- _Exercise goal_
Repeat the listing exactly. Pictures stay out of your copy.

- _Task inputs_
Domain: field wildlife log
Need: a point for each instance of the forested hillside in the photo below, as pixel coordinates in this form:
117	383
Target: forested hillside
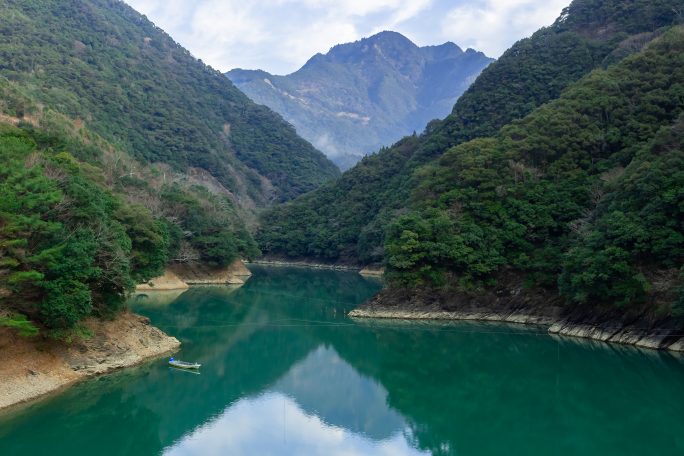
121	154
586	193
101	62
81	222
346	221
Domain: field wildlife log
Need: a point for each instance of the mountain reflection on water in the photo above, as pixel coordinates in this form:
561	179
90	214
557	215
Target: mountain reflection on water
285	371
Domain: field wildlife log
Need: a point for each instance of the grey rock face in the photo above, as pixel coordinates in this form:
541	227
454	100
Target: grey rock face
365	95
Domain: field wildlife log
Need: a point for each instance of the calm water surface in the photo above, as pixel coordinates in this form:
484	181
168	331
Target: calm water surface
286	372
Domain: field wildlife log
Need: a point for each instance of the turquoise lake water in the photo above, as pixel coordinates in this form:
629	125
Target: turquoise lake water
286	372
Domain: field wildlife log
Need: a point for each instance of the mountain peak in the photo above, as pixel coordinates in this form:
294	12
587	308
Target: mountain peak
363	95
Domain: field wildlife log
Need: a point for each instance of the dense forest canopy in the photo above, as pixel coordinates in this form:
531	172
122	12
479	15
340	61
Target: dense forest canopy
587	192
81	222
347	220
103	63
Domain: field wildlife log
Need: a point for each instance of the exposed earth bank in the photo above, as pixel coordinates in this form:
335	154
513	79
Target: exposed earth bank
36	366
516	305
182	276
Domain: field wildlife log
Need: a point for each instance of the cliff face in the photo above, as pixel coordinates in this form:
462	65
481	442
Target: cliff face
364	95
513	303
34	367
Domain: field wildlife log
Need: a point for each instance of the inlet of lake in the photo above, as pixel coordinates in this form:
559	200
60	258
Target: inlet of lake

- _Answer to this exercise_
Domain: field wildlife log
Need: a point for each instance of the forested hillside in the photo below, as pixel coordinates in this form:
117	383
Target: forested hillside
121	154
586	193
101	62
81	222
346	221
Domain: field wildlife log
Need: a point for each instance of the mountain reflection on water in the photo above, as pixel coordinates in this form:
561	179
90	214
557	215
Target: mountain reflection on water
285	371
Domain: field wildlife log
Need: a point for each instance of the grey rock face in the photo above, as pixel coordinates in this form:
541	227
454	100
Target: grey rock face
365	95
Domain: field wildlife log
Need: a point for each instance of the calm water surface in the photo above, as pixel coordinates in this form:
484	181
168	331
Target: calm water surface
286	372
Domain: field wildlife log
Need: a point for each instance of the turquoise lake water in the photo above, as pixel coordinates in this form:
629	125
Target: turquoise lake water
286	372
Domain: field wildlife log
Need: a point for each instance of the mountain peak in the photo above, as pixel coordinates in this form:
294	12
587	308
Target: mountain peak
363	95
Domain: field wildlife log
Need: a point for each instance of the dense forest canopy in the photo above, as pixel coordinates in this form:
531	172
122	12
479	15
340	61
Target: dense forest canopy
587	192
81	222
347	220
103	63
Domain: field wildlife log
Need: a point for each instance of the exposed earth bank in the photo above, as pixel coordinates in this form:
335	154
513	79
Target: exposed earth bank
36	366
516	305
182	276
Domain: field wildlife log
Need: a point for each instance of the cliff face in the photo above, as pixel coordinates in this form:
462	65
481	442
Target: cliff face
364	95
513	303
34	367
Domain: field wildlife log
Need: a point for each instance of the inlet of lake in the photo above, as pixel coordinates in this form:
559	200
60	258
Target: inlet of lake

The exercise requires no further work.